(Stored items)
== Segment start ==

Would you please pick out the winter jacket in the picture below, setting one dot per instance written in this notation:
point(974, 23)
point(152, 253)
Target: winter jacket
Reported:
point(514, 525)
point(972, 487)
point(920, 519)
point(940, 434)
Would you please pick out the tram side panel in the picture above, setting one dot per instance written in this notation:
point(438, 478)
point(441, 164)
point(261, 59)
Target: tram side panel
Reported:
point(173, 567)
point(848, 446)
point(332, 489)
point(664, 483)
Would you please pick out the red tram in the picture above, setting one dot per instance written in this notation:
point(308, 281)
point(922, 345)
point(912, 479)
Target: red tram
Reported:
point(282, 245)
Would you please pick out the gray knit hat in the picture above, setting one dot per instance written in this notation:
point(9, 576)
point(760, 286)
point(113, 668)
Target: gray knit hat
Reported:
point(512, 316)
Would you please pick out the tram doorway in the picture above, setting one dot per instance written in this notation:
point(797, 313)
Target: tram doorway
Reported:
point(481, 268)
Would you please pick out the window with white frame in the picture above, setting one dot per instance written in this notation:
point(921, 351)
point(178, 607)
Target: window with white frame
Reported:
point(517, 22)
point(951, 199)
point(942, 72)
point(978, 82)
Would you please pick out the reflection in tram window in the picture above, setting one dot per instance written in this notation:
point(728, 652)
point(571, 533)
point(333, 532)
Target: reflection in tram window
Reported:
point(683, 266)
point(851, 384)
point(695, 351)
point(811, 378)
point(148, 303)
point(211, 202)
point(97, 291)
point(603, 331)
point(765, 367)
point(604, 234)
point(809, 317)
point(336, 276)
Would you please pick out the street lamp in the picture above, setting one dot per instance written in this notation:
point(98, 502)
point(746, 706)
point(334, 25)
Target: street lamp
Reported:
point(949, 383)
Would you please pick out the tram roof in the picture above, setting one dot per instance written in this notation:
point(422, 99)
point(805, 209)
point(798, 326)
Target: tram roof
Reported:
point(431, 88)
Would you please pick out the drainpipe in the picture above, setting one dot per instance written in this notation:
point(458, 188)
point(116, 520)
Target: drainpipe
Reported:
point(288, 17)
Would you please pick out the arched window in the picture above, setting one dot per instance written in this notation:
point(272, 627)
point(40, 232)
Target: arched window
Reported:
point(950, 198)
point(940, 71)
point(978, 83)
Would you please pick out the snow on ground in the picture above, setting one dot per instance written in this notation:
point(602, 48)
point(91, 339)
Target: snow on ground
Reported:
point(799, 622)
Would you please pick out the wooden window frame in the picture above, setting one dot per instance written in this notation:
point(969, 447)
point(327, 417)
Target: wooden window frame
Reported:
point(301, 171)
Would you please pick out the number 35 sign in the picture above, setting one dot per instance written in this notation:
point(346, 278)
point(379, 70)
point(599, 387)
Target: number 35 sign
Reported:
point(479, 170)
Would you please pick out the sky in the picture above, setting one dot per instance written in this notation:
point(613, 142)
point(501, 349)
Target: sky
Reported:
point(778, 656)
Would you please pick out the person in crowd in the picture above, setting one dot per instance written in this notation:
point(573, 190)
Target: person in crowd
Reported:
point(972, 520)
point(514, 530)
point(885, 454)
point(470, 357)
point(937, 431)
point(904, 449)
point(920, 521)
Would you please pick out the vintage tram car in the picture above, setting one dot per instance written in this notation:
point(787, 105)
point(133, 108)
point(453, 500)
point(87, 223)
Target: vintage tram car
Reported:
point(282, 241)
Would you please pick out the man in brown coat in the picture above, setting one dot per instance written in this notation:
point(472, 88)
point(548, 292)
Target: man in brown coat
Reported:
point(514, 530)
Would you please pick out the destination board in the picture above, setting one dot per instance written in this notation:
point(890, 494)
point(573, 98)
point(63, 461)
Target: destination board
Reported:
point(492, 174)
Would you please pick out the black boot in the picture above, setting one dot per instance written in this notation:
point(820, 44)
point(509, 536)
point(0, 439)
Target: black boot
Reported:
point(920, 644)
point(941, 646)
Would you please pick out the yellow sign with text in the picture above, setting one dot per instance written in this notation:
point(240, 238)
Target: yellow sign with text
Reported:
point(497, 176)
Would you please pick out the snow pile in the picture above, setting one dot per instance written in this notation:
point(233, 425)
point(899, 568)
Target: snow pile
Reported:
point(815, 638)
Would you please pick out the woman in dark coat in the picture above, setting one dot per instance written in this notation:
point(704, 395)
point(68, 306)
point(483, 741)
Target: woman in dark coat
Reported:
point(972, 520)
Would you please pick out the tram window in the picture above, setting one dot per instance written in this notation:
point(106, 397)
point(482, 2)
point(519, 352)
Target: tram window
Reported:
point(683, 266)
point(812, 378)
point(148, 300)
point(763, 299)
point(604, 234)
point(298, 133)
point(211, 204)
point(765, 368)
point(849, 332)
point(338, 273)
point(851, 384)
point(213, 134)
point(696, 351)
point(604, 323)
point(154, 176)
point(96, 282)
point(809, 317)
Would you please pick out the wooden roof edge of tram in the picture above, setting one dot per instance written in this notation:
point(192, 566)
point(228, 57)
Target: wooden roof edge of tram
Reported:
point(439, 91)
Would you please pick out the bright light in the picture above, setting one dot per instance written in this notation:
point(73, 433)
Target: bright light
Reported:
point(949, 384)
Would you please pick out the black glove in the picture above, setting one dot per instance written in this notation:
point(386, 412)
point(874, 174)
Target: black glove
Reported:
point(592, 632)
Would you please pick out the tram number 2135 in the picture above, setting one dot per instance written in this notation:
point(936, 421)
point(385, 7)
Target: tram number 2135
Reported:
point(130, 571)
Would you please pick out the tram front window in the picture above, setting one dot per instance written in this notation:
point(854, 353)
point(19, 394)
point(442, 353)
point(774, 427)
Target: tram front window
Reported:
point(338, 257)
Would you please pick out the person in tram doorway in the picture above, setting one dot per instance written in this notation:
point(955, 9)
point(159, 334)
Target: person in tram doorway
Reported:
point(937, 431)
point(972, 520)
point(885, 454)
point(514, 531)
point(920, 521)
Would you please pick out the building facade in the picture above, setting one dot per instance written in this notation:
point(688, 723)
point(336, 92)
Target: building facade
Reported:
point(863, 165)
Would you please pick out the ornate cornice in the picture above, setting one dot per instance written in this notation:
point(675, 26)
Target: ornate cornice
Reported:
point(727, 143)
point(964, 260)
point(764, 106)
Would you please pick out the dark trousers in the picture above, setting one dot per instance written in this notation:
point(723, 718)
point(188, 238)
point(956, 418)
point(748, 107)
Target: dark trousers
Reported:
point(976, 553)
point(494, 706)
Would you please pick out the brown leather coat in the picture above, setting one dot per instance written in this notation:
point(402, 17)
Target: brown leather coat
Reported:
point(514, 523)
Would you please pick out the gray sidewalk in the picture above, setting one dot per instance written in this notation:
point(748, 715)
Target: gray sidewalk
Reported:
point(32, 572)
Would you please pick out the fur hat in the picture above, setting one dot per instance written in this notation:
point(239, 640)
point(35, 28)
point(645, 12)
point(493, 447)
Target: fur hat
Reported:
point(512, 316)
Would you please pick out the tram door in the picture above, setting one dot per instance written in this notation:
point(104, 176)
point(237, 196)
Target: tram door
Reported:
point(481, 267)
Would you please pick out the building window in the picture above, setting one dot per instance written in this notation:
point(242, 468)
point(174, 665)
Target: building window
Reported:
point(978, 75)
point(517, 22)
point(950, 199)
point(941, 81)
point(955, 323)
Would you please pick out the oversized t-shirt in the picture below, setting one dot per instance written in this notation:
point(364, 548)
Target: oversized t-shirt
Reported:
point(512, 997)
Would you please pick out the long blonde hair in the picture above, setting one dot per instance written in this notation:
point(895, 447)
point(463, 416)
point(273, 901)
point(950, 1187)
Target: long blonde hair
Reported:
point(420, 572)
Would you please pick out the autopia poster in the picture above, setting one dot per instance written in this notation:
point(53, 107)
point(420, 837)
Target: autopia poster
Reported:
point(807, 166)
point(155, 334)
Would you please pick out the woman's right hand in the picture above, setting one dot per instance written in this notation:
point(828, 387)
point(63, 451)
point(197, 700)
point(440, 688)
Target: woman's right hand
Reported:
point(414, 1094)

== Segment end ==

Scan the entries above for the word "building", then copy every line in which it occurs.

▶ _Answer to this problem_:
Would you please pick out the building facade in the picture above, setting one dot per instance written in this notation:
Target: building facade
Would you please pick out the building window in the picture above, setting one dot per instance written in this notation:
Target: building window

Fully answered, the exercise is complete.